- **Material for this exercise**:
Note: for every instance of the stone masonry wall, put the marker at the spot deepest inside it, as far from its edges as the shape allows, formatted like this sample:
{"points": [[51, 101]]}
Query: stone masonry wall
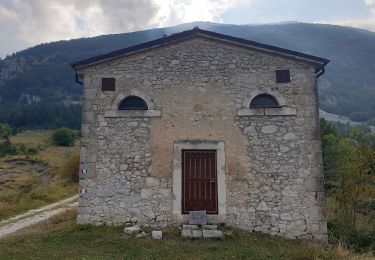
{"points": [[273, 165]]}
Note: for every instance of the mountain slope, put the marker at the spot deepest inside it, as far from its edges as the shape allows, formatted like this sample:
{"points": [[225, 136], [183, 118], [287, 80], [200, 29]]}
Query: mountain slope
{"points": [[41, 76]]}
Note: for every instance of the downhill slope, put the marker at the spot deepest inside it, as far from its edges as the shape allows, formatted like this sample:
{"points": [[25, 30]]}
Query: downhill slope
{"points": [[41, 79]]}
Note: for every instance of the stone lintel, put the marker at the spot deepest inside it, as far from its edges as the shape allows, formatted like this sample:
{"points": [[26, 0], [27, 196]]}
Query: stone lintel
{"points": [[133, 113]]}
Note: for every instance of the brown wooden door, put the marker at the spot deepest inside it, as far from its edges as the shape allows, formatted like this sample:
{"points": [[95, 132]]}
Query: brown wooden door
{"points": [[199, 181]]}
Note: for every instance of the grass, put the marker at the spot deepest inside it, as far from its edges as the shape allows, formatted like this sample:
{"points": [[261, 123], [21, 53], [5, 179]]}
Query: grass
{"points": [[61, 238], [28, 182]]}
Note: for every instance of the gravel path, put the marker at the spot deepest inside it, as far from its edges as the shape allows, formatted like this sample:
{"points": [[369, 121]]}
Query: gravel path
{"points": [[35, 216]]}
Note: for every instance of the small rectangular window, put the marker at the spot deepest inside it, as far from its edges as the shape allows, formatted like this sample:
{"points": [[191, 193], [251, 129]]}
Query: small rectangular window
{"points": [[282, 76], [108, 84]]}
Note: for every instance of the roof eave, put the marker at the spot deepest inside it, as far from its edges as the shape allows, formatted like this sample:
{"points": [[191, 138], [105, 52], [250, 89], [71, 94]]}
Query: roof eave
{"points": [[318, 62]]}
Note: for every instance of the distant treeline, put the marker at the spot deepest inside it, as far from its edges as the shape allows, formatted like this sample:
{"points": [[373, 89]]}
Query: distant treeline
{"points": [[41, 115]]}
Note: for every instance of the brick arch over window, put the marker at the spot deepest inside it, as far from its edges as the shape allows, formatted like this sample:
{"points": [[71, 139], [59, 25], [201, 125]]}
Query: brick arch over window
{"points": [[116, 112], [133, 103], [281, 101], [277, 104], [122, 96]]}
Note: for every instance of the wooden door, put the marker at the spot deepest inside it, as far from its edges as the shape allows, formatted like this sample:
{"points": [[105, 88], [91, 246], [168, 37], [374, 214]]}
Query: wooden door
{"points": [[199, 181]]}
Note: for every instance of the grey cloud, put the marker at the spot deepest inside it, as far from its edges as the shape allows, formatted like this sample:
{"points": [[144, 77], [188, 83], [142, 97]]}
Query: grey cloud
{"points": [[24, 23]]}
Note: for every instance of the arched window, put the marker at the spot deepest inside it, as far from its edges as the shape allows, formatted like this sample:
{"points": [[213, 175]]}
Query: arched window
{"points": [[132, 103], [264, 101]]}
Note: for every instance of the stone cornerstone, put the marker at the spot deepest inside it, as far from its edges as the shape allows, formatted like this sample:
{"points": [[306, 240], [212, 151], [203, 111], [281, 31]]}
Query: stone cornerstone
{"points": [[198, 91]]}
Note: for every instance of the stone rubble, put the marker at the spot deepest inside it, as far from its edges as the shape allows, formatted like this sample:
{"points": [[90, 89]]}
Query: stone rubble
{"points": [[157, 234]]}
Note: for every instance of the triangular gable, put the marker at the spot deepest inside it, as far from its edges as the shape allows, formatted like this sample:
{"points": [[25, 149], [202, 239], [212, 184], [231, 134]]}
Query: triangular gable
{"points": [[177, 37]]}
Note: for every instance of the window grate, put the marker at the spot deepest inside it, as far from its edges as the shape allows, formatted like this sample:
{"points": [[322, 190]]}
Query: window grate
{"points": [[108, 84], [282, 76]]}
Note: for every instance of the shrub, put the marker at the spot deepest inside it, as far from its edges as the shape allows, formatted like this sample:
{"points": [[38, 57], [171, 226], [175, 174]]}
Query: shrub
{"points": [[63, 137], [70, 170]]}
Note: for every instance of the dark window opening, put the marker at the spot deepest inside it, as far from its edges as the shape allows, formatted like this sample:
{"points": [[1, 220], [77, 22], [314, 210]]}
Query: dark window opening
{"points": [[282, 76], [133, 103], [264, 101], [108, 84]]}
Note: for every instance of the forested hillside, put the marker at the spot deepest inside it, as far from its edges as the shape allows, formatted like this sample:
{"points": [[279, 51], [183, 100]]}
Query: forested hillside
{"points": [[37, 87]]}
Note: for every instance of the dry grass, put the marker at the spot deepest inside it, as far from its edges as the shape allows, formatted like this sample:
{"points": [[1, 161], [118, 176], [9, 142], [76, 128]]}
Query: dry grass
{"points": [[61, 238], [28, 182]]}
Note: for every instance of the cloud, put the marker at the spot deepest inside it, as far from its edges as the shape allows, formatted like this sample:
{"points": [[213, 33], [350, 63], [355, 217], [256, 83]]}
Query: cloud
{"points": [[365, 23], [182, 11], [25, 23], [28, 22]]}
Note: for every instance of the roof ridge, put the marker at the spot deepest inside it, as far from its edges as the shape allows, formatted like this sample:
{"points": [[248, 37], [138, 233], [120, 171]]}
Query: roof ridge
{"points": [[190, 33]]}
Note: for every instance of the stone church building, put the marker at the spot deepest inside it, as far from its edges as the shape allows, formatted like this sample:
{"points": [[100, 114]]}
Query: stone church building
{"points": [[203, 121]]}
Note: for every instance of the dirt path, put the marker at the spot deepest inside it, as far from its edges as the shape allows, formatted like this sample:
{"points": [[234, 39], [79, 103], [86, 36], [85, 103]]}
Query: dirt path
{"points": [[32, 217]]}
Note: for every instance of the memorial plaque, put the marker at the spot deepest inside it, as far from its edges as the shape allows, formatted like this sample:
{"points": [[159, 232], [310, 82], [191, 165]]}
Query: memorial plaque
{"points": [[198, 217]]}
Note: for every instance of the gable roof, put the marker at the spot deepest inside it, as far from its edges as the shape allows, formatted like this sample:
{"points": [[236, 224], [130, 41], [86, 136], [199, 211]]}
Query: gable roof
{"points": [[177, 37]]}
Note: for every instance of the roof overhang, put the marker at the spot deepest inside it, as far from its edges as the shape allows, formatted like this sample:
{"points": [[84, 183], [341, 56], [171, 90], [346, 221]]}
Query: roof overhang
{"points": [[318, 62]]}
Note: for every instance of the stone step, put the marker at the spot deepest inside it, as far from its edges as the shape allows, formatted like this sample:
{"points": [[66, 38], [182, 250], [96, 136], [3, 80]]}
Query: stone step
{"points": [[207, 233], [190, 227], [132, 230], [212, 227]]}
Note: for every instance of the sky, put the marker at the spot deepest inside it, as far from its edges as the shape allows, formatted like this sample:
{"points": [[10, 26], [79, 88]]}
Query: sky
{"points": [[25, 23]]}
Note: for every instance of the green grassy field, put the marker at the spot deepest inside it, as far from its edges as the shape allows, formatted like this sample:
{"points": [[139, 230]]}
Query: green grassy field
{"points": [[28, 182], [61, 238]]}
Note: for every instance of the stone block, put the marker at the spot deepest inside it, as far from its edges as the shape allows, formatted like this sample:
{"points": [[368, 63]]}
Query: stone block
{"points": [[212, 227], [207, 233], [141, 235], [132, 230], [195, 233], [186, 232], [198, 217], [157, 234], [314, 184]]}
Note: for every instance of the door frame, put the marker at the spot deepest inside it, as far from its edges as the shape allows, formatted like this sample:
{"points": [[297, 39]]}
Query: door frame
{"points": [[177, 176], [184, 178]]}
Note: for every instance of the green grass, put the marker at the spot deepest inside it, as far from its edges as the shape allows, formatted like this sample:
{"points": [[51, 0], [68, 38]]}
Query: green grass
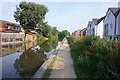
{"points": [[47, 73]]}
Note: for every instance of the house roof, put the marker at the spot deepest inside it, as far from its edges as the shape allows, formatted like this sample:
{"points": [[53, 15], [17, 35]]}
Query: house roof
{"points": [[115, 11], [100, 20], [95, 21]]}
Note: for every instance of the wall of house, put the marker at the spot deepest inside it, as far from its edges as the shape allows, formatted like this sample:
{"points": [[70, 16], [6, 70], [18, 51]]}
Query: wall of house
{"points": [[89, 29], [118, 24], [110, 20], [100, 29]]}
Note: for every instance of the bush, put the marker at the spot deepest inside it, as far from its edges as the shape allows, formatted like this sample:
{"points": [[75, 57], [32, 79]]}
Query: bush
{"points": [[95, 58]]}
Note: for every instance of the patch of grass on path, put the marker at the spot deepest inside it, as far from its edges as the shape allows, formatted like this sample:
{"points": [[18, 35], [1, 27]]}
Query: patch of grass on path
{"points": [[47, 73]]}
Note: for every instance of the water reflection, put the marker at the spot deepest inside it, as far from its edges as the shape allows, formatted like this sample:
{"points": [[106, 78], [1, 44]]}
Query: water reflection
{"points": [[27, 62]]}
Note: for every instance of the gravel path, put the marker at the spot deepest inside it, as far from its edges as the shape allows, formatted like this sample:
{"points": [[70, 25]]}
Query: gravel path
{"points": [[63, 66]]}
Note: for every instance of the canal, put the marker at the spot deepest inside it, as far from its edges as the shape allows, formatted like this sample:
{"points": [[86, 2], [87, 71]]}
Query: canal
{"points": [[24, 59]]}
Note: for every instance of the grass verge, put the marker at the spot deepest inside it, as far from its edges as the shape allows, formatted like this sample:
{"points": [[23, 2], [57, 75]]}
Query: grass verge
{"points": [[47, 73]]}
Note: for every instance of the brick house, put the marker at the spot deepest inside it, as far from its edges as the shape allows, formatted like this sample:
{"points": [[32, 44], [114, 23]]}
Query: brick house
{"points": [[10, 32]]}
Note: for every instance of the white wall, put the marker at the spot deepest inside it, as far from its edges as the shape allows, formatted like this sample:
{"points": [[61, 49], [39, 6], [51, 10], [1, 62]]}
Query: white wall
{"points": [[93, 27], [99, 29], [110, 19], [118, 24]]}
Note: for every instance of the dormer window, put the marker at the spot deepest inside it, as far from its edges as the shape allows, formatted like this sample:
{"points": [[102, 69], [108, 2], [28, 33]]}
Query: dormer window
{"points": [[9, 27]]}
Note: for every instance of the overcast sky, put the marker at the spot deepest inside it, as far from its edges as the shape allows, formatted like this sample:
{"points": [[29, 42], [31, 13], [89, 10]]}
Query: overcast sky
{"points": [[64, 15]]}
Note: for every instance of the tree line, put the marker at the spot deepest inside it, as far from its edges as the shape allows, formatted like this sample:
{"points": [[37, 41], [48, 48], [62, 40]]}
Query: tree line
{"points": [[31, 16]]}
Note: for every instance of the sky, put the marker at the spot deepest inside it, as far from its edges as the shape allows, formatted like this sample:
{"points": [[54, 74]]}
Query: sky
{"points": [[69, 15]]}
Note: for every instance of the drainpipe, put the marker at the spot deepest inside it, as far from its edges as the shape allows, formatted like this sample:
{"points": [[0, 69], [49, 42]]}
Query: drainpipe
{"points": [[115, 28]]}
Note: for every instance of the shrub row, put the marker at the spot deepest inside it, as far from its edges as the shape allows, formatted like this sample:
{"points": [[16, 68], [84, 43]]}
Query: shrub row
{"points": [[95, 58]]}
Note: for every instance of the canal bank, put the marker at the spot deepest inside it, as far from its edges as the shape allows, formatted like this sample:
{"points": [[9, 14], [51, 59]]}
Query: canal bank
{"points": [[63, 66], [39, 73]]}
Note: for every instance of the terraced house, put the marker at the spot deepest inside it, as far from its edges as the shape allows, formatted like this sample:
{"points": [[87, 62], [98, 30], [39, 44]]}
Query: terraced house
{"points": [[112, 24], [10, 33]]}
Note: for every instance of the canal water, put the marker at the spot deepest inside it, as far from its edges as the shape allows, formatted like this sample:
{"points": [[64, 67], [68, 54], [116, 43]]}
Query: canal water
{"points": [[23, 60]]}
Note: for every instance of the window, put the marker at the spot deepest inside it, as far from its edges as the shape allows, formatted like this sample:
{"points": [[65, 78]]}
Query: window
{"points": [[9, 27], [111, 26]]}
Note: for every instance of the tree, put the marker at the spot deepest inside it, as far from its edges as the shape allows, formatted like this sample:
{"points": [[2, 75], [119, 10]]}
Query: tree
{"points": [[30, 14], [66, 33]]}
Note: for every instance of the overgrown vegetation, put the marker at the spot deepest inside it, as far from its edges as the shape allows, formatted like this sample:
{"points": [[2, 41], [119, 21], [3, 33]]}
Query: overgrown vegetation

- **Work to complete**: Reply with the lines from the one that contains "Note: for every instance of the overgrown" through the last line of the material above, copied exactly and nothing else.

- **Problem solution**:
Note: for every instance of the overgrown vegetation, put the marker at the spot deepest inside it, as far from its edges as the shape allows, formatted like this sample:
{"points": [[2, 41], [119, 21], [3, 33]]}
Query: overgrown vegetation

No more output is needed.